[YOUR OBJECTIVE] Render every line of the listing below as a Markdown table with two columns, "Row" and "Line". Number the rows in order and leave out blank lines.

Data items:
+ + + + + + +
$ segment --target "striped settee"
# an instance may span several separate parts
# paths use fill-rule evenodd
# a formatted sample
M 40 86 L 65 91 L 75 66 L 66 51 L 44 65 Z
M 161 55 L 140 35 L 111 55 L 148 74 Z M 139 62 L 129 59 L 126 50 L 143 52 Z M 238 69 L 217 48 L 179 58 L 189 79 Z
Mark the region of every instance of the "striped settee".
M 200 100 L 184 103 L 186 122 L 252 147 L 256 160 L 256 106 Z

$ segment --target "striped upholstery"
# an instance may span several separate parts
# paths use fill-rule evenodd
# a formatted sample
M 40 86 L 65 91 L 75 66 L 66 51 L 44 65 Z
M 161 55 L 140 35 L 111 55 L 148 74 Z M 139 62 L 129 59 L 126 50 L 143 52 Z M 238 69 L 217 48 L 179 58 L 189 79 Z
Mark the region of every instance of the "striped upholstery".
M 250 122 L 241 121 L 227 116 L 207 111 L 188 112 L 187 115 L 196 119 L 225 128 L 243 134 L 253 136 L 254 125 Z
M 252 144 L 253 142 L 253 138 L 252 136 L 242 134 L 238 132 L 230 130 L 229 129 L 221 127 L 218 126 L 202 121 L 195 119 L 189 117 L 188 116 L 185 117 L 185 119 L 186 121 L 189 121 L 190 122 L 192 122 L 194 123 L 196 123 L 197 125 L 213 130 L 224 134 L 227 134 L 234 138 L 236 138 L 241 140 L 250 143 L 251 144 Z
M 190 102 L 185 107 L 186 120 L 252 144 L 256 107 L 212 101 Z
+ + + + + + +
[TASK RESPONSE]
| Row | Line |
|---|---|
| 1 | $ segment --target "striped settee" |
| 2 | # an instance may span several separate parts |
| 3 | # paths use fill-rule evenodd |
| 4 | # a formatted sample |
| 5 | M 40 86 L 65 91 L 75 66 L 66 51 L 44 65 Z |
| 6 | M 161 55 L 140 35 L 111 55 L 148 74 Z M 139 62 L 129 59 L 126 50 L 143 52 Z M 238 69 L 217 48 L 179 58 L 189 79 Z |
| 7 | Mark the region of every instance of the "striped settee". |
| 8 | M 200 100 L 184 103 L 186 122 L 252 147 L 256 160 L 256 106 Z |
| 9 | $ segment --target "striped upholstery" |
| 10 | # an instance may span several separate parts |
| 11 | # paths use fill-rule evenodd |
| 12 | # a formatted sample |
| 13 | M 40 86 L 65 91 L 75 66 L 66 51 L 44 65 Z |
| 14 | M 161 55 L 140 35 L 111 55 L 148 74 Z M 139 62 L 129 59 L 126 50 L 143 52 Z M 238 69 L 217 48 L 179 58 L 189 79 Z |
| 15 | Mark the region of every instance of the "striped upholstery". |
| 16 | M 250 122 L 241 121 L 227 116 L 207 111 L 188 112 L 187 115 L 196 119 L 225 128 L 243 134 L 253 136 L 254 125 Z |
| 17 | M 252 144 L 253 142 L 253 138 L 252 136 L 242 134 L 238 132 L 230 130 L 229 129 L 221 127 L 218 126 L 202 121 L 195 119 L 189 117 L 188 116 L 185 117 L 185 119 L 186 121 L 189 121 L 190 122 L 192 122 L 194 123 L 196 123 L 197 125 L 213 130 L 224 134 L 227 134 L 234 138 L 236 138 L 241 140 L 250 143 L 251 144 Z |
| 18 | M 190 102 L 185 107 L 186 120 L 252 144 L 256 107 L 212 101 Z |